DIRECTIONS FOR THIS TASK:
Leave out the pictures and return every entry exactly as it appears.

Point-based annotation data:
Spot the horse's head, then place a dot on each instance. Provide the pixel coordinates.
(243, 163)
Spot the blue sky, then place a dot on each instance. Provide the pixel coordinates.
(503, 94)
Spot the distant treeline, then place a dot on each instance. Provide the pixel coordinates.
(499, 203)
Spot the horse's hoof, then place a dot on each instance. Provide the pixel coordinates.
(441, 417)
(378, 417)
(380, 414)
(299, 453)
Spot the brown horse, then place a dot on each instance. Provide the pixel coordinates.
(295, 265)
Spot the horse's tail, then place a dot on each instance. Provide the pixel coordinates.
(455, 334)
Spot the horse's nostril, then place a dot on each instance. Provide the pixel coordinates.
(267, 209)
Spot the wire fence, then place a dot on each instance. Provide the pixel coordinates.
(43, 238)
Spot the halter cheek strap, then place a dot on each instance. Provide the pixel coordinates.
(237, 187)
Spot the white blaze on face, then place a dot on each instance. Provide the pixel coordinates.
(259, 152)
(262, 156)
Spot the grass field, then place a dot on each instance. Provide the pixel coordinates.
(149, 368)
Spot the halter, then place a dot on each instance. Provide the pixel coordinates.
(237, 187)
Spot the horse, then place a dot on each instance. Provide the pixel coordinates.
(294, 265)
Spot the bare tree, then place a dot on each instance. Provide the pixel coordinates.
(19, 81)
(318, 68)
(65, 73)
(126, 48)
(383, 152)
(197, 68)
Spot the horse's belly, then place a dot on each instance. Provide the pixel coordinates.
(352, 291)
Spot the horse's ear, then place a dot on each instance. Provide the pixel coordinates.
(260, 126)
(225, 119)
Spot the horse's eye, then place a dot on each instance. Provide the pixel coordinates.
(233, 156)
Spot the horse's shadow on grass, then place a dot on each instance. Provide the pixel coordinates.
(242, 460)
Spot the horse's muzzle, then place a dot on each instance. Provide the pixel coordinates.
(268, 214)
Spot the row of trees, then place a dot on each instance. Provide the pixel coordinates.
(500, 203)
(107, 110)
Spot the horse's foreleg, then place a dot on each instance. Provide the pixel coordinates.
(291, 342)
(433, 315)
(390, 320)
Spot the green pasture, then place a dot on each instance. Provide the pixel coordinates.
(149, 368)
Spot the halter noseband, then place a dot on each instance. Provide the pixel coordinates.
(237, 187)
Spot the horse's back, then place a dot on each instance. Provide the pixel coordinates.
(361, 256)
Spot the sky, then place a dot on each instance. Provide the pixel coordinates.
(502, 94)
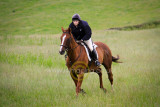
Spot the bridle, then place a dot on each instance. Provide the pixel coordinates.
(68, 48)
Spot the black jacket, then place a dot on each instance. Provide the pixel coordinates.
(82, 31)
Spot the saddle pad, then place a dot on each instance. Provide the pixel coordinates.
(94, 46)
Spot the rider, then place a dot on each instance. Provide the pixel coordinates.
(82, 31)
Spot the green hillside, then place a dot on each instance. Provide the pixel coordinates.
(25, 17)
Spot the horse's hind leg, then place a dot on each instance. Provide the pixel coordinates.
(99, 72)
(110, 75)
(74, 77)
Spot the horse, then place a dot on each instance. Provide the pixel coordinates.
(76, 53)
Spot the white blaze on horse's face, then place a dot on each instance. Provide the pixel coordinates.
(62, 42)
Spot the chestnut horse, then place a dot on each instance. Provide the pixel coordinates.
(76, 53)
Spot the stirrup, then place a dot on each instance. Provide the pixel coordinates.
(97, 63)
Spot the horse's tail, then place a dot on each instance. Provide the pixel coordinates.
(114, 59)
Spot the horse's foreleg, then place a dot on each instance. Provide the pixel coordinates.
(79, 83)
(74, 77)
(110, 76)
(99, 72)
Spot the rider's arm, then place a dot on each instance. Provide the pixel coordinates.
(88, 32)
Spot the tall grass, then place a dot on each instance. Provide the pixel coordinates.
(21, 17)
(32, 77)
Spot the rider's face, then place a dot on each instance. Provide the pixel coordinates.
(76, 22)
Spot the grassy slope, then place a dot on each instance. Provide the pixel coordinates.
(136, 81)
(47, 16)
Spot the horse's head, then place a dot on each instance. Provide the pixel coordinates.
(65, 40)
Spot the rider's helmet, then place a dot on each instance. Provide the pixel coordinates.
(76, 17)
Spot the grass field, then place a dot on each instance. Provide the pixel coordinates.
(32, 73)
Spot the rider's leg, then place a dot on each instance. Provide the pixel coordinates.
(94, 52)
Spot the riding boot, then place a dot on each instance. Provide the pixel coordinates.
(94, 53)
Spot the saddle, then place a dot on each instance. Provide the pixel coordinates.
(88, 51)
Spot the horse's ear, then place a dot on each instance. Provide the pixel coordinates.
(62, 29)
(69, 30)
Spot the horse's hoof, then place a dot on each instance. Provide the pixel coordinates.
(104, 90)
(82, 91)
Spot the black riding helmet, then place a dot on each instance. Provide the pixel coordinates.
(76, 17)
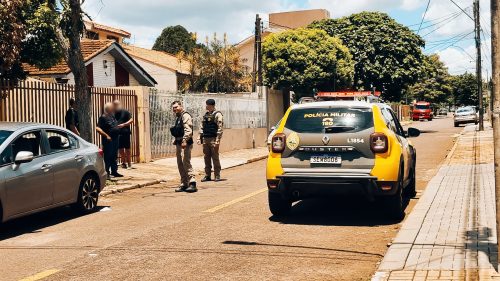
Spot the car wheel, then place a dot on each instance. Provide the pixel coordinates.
(393, 205)
(88, 194)
(278, 205)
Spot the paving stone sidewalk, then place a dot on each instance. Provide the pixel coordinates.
(451, 232)
(165, 170)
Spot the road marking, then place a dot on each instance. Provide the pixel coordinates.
(41, 275)
(232, 202)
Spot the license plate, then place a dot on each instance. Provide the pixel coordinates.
(326, 160)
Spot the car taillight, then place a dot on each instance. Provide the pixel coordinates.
(278, 143)
(379, 143)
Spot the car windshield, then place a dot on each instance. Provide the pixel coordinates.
(466, 110)
(421, 106)
(329, 120)
(4, 135)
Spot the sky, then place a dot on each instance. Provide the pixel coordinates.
(447, 30)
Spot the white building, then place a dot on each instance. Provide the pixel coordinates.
(108, 65)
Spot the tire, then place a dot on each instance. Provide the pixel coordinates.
(393, 205)
(279, 206)
(88, 194)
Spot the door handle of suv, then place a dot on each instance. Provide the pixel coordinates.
(46, 167)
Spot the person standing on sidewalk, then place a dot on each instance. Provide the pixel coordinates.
(182, 131)
(124, 118)
(210, 136)
(71, 118)
(108, 128)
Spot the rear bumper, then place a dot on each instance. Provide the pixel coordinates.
(297, 186)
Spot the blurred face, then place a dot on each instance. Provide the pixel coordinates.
(117, 105)
(210, 107)
(177, 108)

PROBLEM SOLUTION:
Spot the horse's head, then place a dot on each instance. Provide the pixel coordinates.
(243, 163)
Spot the blue sky, then place a dot on each instance. Provide the pixel coordinates.
(503, 94)
Spot the distant treeline, then place a dot on each instance. Provide the pixel coordinates.
(499, 203)
Spot the horse's hoof, then place a dot on each instance. Provide the pixel coordinates.
(441, 417)
(378, 417)
(380, 414)
(299, 453)
Spot the brown horse, then place a dot on each instance. Provide the pixel coordinates.
(295, 265)
Spot the horse's tail, then place a dot on each instance. Provide the pixel coordinates.
(455, 334)
Spot the horse's nostril, then place a dot on each instance. Provide the pixel coordinates.
(267, 209)
Spot the wire fence, then place a dot on each instance. Provide the pixel coordinates.
(43, 238)
Spot the halter cheek strap, then place a dot on each instance. Provide the pixel coordinates.
(237, 187)
Spot the white blaze on face, then place a dot on each instance. Provide the pixel coordinates.
(259, 152)
(262, 156)
Spot the grass field, then place a dot on each instance. Provide the pixel coordinates.
(149, 368)
Spot the halter, then place a dot on each instance. Provide the pixel coordinates.
(237, 187)
Spot the horse, then place a dot on each instance. Provide the pixel coordinates.
(294, 265)
Spot the bare tree, then place a dot on each instance. Provide the pixel coordinates.
(19, 81)
(318, 68)
(65, 73)
(126, 48)
(383, 152)
(197, 68)
Spot the horse's belly, then place a dot on each instance. Provide the pixel coordinates.
(352, 291)
Spot the horse's ear, then place a dot on each instance. Provide the pixel coordinates.
(260, 126)
(225, 119)
Spot the horse's eye, then place a dot on each instance. Provide the pixel coordinates.
(233, 156)
Spot the horse's shadow on grass, then place a dot on each instance. Provide the pixel coordinates.
(242, 460)
Spot the horse's muzzle, then place a dot on each instance. Provide the pixel coordinates.
(268, 214)
Spot the row of trees, then place a dot on each instance. Provide the pixel coordinates.
(500, 203)
(107, 110)
Spot the horse's foreleg, then place a dot on each instance. Provide the pixel coordinates.
(291, 342)
(433, 315)
(390, 320)
Spot the green pasture, then place a dot on each instance. Provide the pixel coordinates.
(149, 368)
Spot the halter noseband, then place a dot on each instance. Provide the pixel coordinates.
(237, 187)
Spot the horse's back, then place a dot on each instance. Provide the pixel coordinates.
(361, 256)
Spot the sky, then place a dot on each instance. Provide the pixel coordinates.
(502, 94)
Spot the bridle, then place a dot on each instance. Provide the pixel coordinates.
(68, 48)
Spot the black jacket, then place a dot on each instance. Provide the pixel coordinates.
(82, 31)
Spot the saddle pad, then place a dot on each instance. Provide the pixel coordinates.
(94, 46)
Spot the rider, then place a dot on each instance. Provide the pixel coordinates.
(82, 31)
Spot the green hillside, then place a dot on each instance. Provide the pixel coordinates.
(25, 17)
Spot the horse's hind leg, then place a dot on each instance. Provide the pixel coordinates.
(99, 72)
(110, 75)
(74, 77)
Spot the horse, then place a dot on each instance. Provide the pixel coordinates.
(76, 53)
Spot the white blaze on horse's face, then place a dot on each instance. Provide the pixel coordinates.
(62, 42)
Spot the chestnut horse, then place a dot on each instance. Provide the pixel coordinates.
(76, 53)
Spot the stirrup, then place a dot on each instance. Provide the pixel coordinates.
(97, 63)
Spot the horse's tail, then place a dot on each instance. Provide the pixel coordinates.
(114, 59)
Spot the horse's foreleg, then place a dot on each instance. Provide the pixel coordinates.
(79, 83)
(74, 77)
(110, 76)
(99, 72)
Spot the rider's arm, then place a dot on each instance. Provide the pixel coordinates.
(88, 32)
Spot the tall grass, then place a dot on each instance. Provide the pixel coordinates.
(21, 17)
(32, 77)
Spot the rider's face, then place a dot on each instance. Provide the pixel coordinates.
(76, 22)
Spot the grassy slope, then place a dot on each instance. Provide the pixel coordinates.
(136, 81)
(47, 16)
Spot the horse's head, then place a dot on each instance. Provide the pixel coordinates.
(65, 40)
Spot the rider's helmet, then place a dot on each instance. Provide the pixel coordinates.
(76, 17)
Spot the grass field, then place a dot on each instance. Provide the pixel coordinates.
(32, 73)
Spot the rider's leg, then place a dot on each instance. Provide the pixel coordinates.
(94, 52)
Spot the riding boot, then place a dot on each instance. Provide the pixel coordinates.
(94, 53)
Spot the saddle, then place a dot on each instance. Provide the pixel coordinates.
(88, 51)
Spot the horse's ear, then place a dot on each instance. Provide the pixel coordinates.
(62, 29)
(69, 30)
Spot the horse's hoof, then place a dot on each instance. Provide the pixel coordinates.
(104, 90)
(82, 91)
Spot the black riding helmet, then place a dot on each instance. Provide the pixel coordinates.
(76, 17)
Spot the car wheel, then place a dot on each instance. Provide the pixel coordinates.
(393, 205)
(88, 194)
(278, 205)
Spot the paving stone sidewalk, then place a dot on each instance. Provide the pixel coordinates.
(451, 232)
(165, 170)
Spot the road marking, then place a dot on each instance. Provide the pixel coordinates.
(41, 275)
(232, 202)
Spot the license plate, then place a dot on each instance. Provide the pixel coordinates.
(326, 160)
Spot the car taillight, then place a dot on each instance. Provide the pixel coordinates.
(278, 143)
(379, 143)
Spot the car windshield, then place a dot on each instance. Provide the pixel coordinates.
(466, 110)
(421, 106)
(329, 120)
(4, 135)
Spot the sky, then place a dot on each instance. Provide the pixel coordinates.
(447, 30)
Spot the white building, then place a dot on each instance. Provide the pixel coordinates.
(108, 65)
Spot the tire, then place a dot on each instance. Provide the pixel coordinates.
(393, 205)
(279, 206)
(88, 194)
Spot the door handle of suv, then place a dot on each instance. Provide the pixel coordinates.
(46, 167)
Spot the person standing on sidewalk, then place a dot on each instance. Provide the pixel coordinates.
(182, 131)
(124, 118)
(210, 136)
(71, 118)
(108, 128)
Spot the rear bumper, then place a dot on each instance. Provide the pixel coordinates.
(297, 186)
Spot the blurred face, then place a dot on each instance. Provide the pixel coordinates.
(117, 105)
(210, 107)
(177, 108)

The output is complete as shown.